== Text passage ==
————————
1

If I have file1.txt which contains the following:

Line 1.1;
Line 1.2;
Line 1.3;

and file2.txt with the following

Line 2.1;
Line 2.2;
Line 2.3;

I want to copy all the lines of file2.txt and paste it to file1.txt in a way that stays like this:

Line 1.1;Line 2.1;
Line 1.2;Line 2.2;
Line 1.3;Line 2.3;

how can I do it?

edit:

The lines can have some variation of character numbers like if file1 have

Cabo de Força MD9 1.5M NBR14136 3X0,50 – 5815;R$ 8,90;
Empire Cabo HDMI 1.4TV 3D M/M 2m Gold – 2304;R$ 13,90;
Filtro de Linha SMS 4 Tomadas 1,3M Bivolt 62328;R$ 33,90;

and file2 have:

Placa de Vídeo ASUS RADEON RX 560 STRIX ROG STRIX-RX560-4G-GAMING 4GB GDDR5 PCI-EXP; R$ 759,00;
Fonte Corsair CX600 600W CP-9020048-WW ATX 2.3 PFC Ativo; R$ 339,00;
Memória DDR4 Kingston HyperX Fury HX424C15FB/8 8GB 2400MHz; R$ 429,00;

Just as an example.
————————
== Exercise requirements ==
**a.** Do the following statements agree with the question about combining two files line by line? Answer yes or no for each, quoting the deciding words of the text. (i) The goal is to copy the lines of file1.txt into file2.txt. (ii) The lines can differ in how many characters they contain. (iii) In the desired result, "Line 1.2;" and "Line 2.2;" share one line.
**b.** Update the question about combining two files line by line between "and file2.txt with" and "can I do it?", inclusive, replacing "paste" with "append".

== Material ==
————————
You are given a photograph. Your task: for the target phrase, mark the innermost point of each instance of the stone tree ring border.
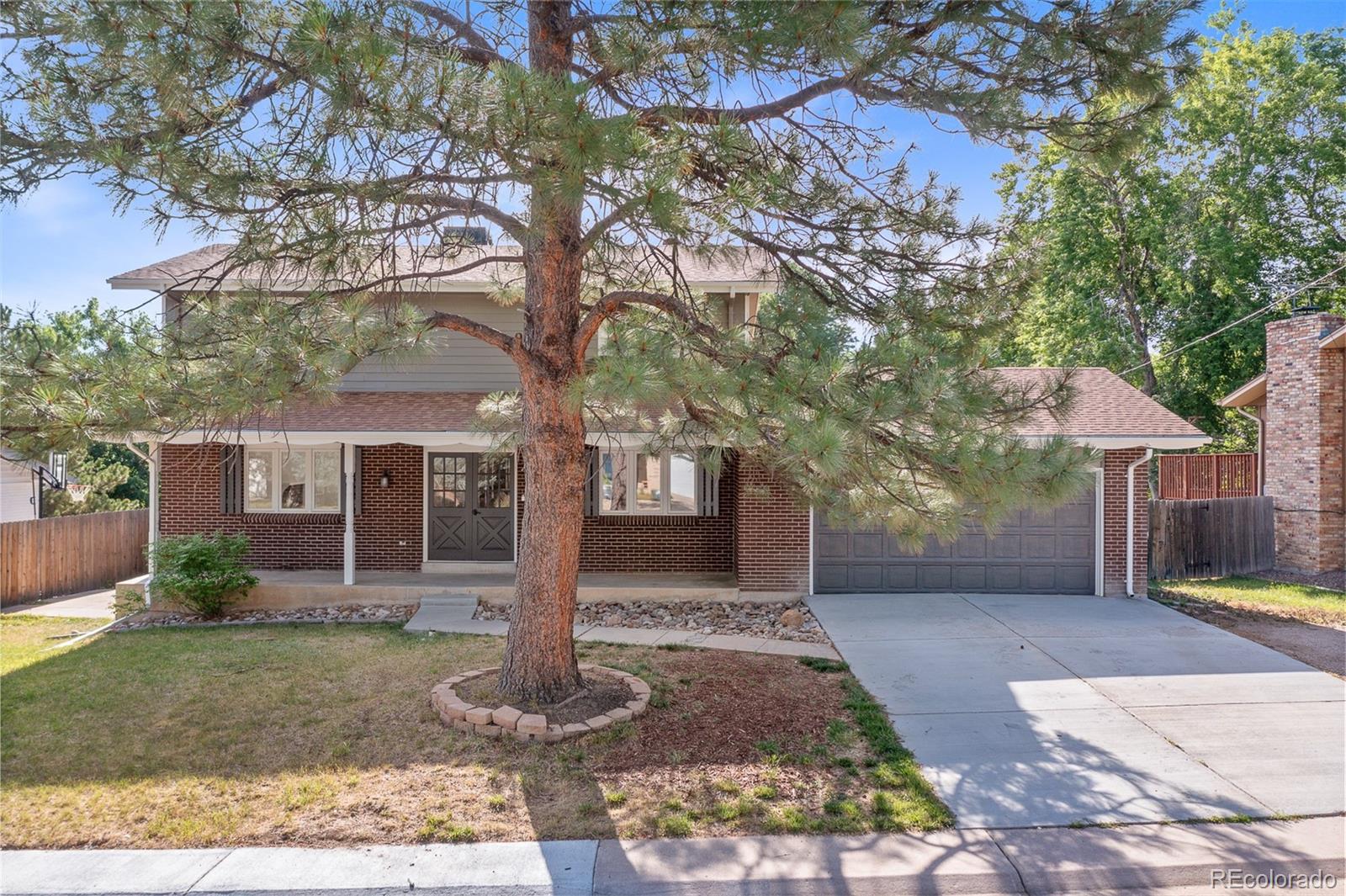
————————
== Final results ==
**a.**
(i) No: "I want to copy all the lines of file2.txt and paste it to file1.txt"
(ii) Yes: "The lines can have some variation of character numbers"
(iii) Yes: "Line 1.2;Line 2.2;"

**b.**
and file2.txt with the following

Line 2.1;
Line 2.2;
Line 2.3;

I want to copy all the lines of file2.txt and append it to file1.txt in a way that stays like this:

Line 1.1;Line 2.1;
Line 1.2;Line 2.2;
Line 1.3;Line 2.3;

how can I do it?